● Exercise requirements:
Could you retype the SQL forum thread from "Got it correct...:-)" to "FROM is specified." word for word?

Page extract START

Group by

Question

Group by

Manie Verster

SSCertifiable

Points: 7152
More actions
September 5, 2010 at 1:49 am

#239941

Comments posted to this topic are about the item Group by
:-PManie Verster
Developer
Johannesburg
South Africa
I can do all things through Christ who strengthens me. - Holy Bible
I am a man of fixed and unbending principles, the first of which is to be flexible at all times. - Everett Mckinley Dirkson (Well, I am trying. - Manie Verster)

Viewing 15 posts - 1 through 15 (of 26 total)

You must be logged in to reply to this topic. Login to reply

UMG Developer SSChampion Points: 13482 More actions · Answer 1

Thanks for the question!

I knew the correct answer, but picked the wrong one.. Argh. (I guess I need to pay more attention when I am multi-tasking.)

manoj.kumar-1078069 Valued Member Points: 59 More actions · Answer 2

manoj.kumar-1078069

Valued Member

Points: 59

September 5, 2010 at 9:20 pm

#1216754

Got it correct...:-)

Hugo Kornelis SSC Guru Points: 64789 More actions · Answer 3

Good question!

In addition to your explanation, here is WHY an alias can be used in the ORDER BY, but not in the GORUP BY:

The correct result of any SQL query is defined in terms of the logical(*) processing order.

1. FROM clause. Build an intermediate set as a copy of the single table in the FROM clause, or as the result of joining the multiple tables. Or supply a single-row result set with no columns if no FROM is specified.

2. WHERE clause. For each row in the output of step 1, evaluate the WHERE condition. If the result is True, add the row to the intermediate result set that is the output of this step; if it evaluates to False or Unknown (remember three-valued logic!!), discard the row. If no WHERE clause is specified, all rows are assumed to pass the test.

Page extract END
Supplied records START

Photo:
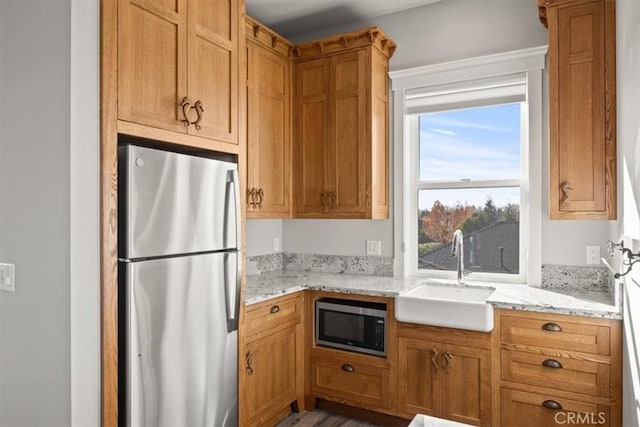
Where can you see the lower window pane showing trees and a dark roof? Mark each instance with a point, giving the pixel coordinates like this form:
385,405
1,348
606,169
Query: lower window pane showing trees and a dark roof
490,222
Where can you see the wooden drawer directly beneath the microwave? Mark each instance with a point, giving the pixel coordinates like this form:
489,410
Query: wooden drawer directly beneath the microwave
357,382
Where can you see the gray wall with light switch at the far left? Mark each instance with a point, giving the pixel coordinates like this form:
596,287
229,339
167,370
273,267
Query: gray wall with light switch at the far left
34,212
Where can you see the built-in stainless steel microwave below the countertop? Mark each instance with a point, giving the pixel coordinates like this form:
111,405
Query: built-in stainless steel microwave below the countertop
359,326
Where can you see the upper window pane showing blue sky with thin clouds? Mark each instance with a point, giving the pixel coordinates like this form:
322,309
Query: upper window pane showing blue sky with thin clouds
475,143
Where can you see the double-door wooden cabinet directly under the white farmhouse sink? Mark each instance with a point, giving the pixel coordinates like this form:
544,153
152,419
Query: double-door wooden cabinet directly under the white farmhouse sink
443,379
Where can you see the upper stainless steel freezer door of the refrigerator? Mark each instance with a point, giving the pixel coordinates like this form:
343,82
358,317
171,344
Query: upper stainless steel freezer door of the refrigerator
175,204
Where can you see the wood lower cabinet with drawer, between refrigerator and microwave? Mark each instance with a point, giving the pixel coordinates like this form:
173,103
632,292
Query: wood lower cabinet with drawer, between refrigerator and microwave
271,361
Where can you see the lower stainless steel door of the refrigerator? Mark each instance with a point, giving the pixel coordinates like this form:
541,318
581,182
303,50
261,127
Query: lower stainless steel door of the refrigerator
181,358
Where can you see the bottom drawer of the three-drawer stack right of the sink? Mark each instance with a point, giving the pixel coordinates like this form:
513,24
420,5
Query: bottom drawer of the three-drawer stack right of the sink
519,408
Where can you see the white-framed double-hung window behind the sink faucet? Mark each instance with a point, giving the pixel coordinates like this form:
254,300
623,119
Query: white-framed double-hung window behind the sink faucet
466,161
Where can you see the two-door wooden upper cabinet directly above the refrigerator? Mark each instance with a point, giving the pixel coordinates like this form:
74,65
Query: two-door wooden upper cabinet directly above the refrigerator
178,58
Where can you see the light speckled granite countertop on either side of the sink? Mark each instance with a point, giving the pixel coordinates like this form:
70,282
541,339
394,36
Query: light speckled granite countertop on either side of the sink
264,286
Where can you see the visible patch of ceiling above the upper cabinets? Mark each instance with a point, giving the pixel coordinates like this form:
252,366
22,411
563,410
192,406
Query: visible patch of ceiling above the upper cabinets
294,17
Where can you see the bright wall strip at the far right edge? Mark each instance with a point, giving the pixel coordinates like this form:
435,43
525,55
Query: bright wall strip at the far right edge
628,62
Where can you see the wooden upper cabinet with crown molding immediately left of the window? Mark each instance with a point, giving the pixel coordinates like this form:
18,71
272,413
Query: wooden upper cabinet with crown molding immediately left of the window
341,118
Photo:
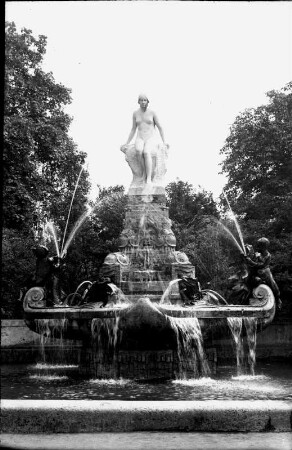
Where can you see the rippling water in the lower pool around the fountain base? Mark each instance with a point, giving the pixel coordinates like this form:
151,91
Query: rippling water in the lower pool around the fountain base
272,381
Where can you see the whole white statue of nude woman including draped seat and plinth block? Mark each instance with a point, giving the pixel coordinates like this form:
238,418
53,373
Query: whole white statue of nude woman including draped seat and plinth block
147,156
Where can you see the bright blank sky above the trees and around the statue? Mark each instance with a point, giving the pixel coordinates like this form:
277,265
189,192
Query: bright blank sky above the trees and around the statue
200,64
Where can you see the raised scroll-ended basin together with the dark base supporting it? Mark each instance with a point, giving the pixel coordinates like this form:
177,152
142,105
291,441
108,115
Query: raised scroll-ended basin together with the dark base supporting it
146,340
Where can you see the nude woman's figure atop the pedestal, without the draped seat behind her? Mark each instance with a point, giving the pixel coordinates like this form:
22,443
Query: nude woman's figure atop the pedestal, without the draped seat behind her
146,144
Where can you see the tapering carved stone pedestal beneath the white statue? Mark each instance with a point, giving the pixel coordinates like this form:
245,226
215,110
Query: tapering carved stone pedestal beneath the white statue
147,260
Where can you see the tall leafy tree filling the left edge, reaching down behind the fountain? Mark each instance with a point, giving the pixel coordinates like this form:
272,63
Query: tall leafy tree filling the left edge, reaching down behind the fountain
41,163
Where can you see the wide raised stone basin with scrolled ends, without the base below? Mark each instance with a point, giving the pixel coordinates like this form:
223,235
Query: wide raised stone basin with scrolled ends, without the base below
145,317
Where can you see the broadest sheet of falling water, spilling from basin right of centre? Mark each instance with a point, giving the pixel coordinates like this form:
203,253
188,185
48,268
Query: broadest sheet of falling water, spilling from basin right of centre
190,351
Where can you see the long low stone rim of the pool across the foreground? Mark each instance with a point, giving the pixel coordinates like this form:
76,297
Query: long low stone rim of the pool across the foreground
75,416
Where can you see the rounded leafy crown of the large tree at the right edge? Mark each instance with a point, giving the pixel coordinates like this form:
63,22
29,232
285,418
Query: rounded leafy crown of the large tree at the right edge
258,162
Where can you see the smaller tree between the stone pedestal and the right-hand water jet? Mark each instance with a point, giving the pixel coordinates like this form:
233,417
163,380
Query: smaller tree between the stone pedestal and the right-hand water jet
195,222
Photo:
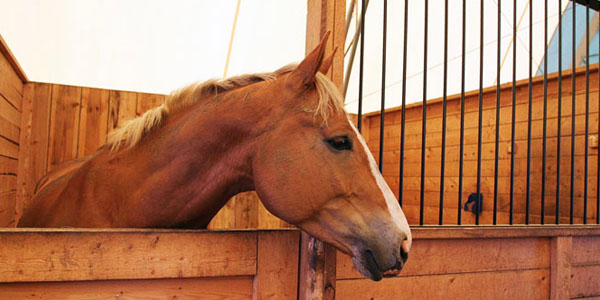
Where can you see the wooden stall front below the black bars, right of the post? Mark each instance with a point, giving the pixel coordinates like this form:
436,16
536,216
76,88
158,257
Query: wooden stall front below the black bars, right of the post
487,263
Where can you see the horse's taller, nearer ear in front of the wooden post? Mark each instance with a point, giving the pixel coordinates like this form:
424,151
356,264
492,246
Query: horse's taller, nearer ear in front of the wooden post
304,74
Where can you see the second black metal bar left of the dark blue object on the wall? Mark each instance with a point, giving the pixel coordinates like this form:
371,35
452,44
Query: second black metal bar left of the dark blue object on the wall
444,96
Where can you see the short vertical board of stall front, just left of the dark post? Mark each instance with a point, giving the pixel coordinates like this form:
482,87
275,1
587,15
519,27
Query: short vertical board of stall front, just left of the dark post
277,273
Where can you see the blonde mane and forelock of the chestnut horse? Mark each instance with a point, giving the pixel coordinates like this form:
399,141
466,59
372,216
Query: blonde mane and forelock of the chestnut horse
130,134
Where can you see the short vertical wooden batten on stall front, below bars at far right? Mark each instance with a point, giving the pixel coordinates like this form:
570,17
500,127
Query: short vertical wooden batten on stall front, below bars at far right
560,268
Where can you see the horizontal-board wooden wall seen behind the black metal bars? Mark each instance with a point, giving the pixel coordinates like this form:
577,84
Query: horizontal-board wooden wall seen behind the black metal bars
412,158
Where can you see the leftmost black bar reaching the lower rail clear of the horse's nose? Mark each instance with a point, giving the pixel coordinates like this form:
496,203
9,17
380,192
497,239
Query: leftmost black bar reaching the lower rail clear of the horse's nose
424,120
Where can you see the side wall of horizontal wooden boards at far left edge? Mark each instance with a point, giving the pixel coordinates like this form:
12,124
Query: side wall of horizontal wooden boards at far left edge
12,80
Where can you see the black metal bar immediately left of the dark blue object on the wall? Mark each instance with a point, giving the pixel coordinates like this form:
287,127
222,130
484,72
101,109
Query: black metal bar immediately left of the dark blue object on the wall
462,116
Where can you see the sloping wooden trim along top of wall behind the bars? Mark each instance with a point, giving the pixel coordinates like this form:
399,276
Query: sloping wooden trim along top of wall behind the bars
566,74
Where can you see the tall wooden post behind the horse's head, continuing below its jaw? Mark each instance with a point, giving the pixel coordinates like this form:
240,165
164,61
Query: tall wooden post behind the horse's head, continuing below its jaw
317,259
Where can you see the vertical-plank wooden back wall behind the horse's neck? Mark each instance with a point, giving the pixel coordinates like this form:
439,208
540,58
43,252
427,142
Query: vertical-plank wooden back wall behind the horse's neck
65,122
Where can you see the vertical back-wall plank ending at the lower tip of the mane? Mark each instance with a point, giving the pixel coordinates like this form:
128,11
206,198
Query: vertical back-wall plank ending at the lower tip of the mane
93,122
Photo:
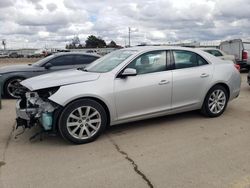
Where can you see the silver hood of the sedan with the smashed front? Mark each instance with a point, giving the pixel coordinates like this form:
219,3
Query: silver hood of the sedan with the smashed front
59,78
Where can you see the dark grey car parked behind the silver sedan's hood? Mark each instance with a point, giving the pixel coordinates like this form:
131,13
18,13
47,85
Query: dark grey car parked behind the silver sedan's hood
11,76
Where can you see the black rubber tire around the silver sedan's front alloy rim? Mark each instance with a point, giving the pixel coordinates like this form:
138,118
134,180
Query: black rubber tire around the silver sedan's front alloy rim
66,131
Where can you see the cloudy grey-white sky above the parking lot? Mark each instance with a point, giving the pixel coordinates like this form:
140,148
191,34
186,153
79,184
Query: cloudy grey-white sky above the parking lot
53,23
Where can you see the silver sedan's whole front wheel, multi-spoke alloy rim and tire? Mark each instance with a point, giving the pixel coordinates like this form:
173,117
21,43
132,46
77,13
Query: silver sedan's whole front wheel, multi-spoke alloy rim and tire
82,121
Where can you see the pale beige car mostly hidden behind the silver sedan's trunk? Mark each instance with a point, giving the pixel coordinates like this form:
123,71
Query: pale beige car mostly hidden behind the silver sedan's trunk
222,55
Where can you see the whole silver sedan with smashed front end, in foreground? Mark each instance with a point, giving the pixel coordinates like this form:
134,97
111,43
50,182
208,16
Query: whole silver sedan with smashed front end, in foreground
127,85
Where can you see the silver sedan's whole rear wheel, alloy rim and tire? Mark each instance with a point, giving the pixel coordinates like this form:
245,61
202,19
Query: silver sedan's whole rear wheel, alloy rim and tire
215,102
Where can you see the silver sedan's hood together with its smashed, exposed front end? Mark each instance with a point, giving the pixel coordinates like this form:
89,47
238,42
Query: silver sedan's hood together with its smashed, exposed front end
35,106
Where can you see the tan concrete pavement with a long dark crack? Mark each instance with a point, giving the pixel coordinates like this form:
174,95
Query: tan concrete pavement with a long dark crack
184,150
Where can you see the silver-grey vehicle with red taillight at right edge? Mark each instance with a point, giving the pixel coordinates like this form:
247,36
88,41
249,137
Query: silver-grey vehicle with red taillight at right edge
240,49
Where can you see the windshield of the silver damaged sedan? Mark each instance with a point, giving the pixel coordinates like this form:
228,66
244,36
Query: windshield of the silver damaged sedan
110,61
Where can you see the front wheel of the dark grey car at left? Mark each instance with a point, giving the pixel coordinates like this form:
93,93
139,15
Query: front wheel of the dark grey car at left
12,87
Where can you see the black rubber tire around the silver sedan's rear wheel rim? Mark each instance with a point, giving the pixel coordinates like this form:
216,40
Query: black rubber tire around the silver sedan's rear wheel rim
205,110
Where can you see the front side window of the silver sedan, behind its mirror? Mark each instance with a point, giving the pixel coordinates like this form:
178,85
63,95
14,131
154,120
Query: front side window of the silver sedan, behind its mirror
149,62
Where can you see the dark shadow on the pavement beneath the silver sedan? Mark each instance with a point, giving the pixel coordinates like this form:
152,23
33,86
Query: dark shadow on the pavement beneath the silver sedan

Supplied records END

● Result:
Got it correct...:-)

Hugo Kornelis SSC Guru Points: 64789 More actions · Answer 3

Good question!

In addition to your explanation, here is WHY an alias can be used in the ORDER BY, but not in the GORUP BY:

The correct result of any SQL query is defined in terms of the logical(*) processing order.

1. FROM clause. Build an intermediate set as a copy of the single table in the FROM clause, or as the result of joining the multiple tables. Or supply a single-row result set with no columns if no FROM is specified.